_Requirement 1_
Reproduce the theater comments from "SEVEN BEAUTIES opened" to "and double bills!", word for word.

Begin Page excerpt

Does anyone know if this Prospect Theater is the same one seen briefly (once at night, once in daylight) in the 1982 Italian slasher film NEW YORK RIPPER? By pausing the frame and looking at any pictures found here it doesn’t really look the same, but it definitely says PROSPECT on the marquee in the film and doesn’t look like the other PROSPECT in Brooklyn. Also, in the film it looks like there was a store across the street from the theater called LONDON HATS. And there’s a long, elevated train staircase at the end of the block – the 7 train?

meredithlee
meredithlee commented about Academy Cinemas on Feb 23, 2009 at 2:46 pm

SEVEN BEAUTIES opened at the Exeter for sure, I was there opening night. SWEPT AWAY may have played there too, can’t remember. Believe it or not (well Ron, I bet you may share this obsession) I have every movie ticket stub since about 1968 when I got old enough to start my own little collection of things, and later, when I have nothing to do (besides perusing this site) I might just dump them on the floor and start sorting them by city, so I can remember where things played! Before they printed the name of the film on the tickets I used to write the titles on, very small on some of those tiny old stubs! Difficult when they were long titles and double bills!

meredithlee
meredithlee commented about Academy Cinemas on Feb 23, 2009 at 2:20 pm

I think the Academy Twin opened around 1969 or 1970. I remember Monday and Tuesday nights were 1 dollar nights. Early films they had were BUTCH CASSIDY, and THE STERILE CUKOO – I recall these 2 especially since they were rated M and we hoped they would let us in as we were 12. Sometimes we passed, sometimes not. Later, THE SEDUCTION OF MIMI was a huge hit there. Funny to think a foreign film opened in Newton Center and not downtown or Harvard Square. Maybe it played there too but I didn’t recall hearing about it before it came to the Academy and I was really into foreign films by that time. The lobby had great mod movie posters of old stars, like Jean Harlow and Charlie Chaplin – all swirly pinks and oranges.

meredithlee
meredithlee commented about Coolidge Corner Theatre on Feb 23, 2009 at 2:11 pm

Thanks Ron! I spent A LOT of time there, can’t believe I forgot the name!

meredithlee
meredithlee commented about Coolidge Corner Theatre on Feb 23, 2009 at 1:46 pm

I remember sitting in the (mostly empty) balcony with school friends in 1970 watching the matinee double bill of IF IT’S TUESDAY, THIS MUST BE BELGIUM, and THE RUSSIANS ARE COMING, THE RUSSIANS ARE COMING. I don’t recall the films much, so I assume we were just talking a lot and fooling around. Same as I recall going to Fenway to see Red Sox games at the same age!
Does anyone remember the name of the little twin cinema that opened in Newton Center around the same time?

End Page excerpt

_Requirement 2_
Transcribe the rows from the line with "Question. Identify the hazy" through the last line of the rows, leaving every character unchanged.

Begin Records to use

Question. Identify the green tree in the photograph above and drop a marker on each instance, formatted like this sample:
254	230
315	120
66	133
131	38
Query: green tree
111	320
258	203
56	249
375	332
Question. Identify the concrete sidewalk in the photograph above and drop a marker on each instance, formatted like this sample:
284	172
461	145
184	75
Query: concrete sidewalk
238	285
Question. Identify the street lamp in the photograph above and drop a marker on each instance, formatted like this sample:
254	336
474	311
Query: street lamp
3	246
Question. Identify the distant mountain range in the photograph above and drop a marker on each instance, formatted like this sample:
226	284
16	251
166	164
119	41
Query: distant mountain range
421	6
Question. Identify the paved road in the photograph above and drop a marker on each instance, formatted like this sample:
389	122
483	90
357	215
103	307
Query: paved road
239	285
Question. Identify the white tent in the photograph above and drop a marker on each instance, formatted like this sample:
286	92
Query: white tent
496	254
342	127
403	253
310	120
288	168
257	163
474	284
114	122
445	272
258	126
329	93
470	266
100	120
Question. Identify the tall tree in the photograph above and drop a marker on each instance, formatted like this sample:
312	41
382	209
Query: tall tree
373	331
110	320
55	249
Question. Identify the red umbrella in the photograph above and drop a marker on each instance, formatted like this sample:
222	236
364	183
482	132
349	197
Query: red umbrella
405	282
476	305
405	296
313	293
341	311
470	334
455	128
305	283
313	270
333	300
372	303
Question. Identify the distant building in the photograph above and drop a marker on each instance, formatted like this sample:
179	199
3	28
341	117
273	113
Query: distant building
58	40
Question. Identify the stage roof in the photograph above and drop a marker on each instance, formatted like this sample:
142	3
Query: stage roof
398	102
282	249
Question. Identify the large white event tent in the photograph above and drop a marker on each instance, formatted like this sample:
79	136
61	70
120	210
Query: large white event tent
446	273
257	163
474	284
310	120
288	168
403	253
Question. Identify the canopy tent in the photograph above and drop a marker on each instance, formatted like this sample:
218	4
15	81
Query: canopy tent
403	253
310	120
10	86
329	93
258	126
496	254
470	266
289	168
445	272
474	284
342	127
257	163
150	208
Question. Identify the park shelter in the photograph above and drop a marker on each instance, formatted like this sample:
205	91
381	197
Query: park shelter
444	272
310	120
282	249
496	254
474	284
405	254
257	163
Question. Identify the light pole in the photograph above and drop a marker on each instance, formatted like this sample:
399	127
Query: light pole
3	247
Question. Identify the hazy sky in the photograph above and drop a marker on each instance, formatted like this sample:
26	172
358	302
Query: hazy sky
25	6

End Records to use

_Full response 1_
SEVEN BEAUTIES opened at the Exeter for sure, I was there opening night. SWEPT AWAY may have played there too, can’t remember. Believe it or not (well Ron, I bet you may share this obsession) I have every movie ticket stub since about 1968 when I got old enough to start my own little collection of things, and later, when I have nothing to do (besides perusing this site) I might just dump them on the floor and start sorting them by city, so I can remember where things played! Before they printed the name of the film on the tickets I used to write the titles on, very small on some of those tiny old stubs! Difficult when they were long titles and double bills!

_Full response 2_
Question. Identify the hazy sky in the photograph above and drop a marker on each instance, formatted like this sample:
26	172
358	302
Query: hazy sky
25	6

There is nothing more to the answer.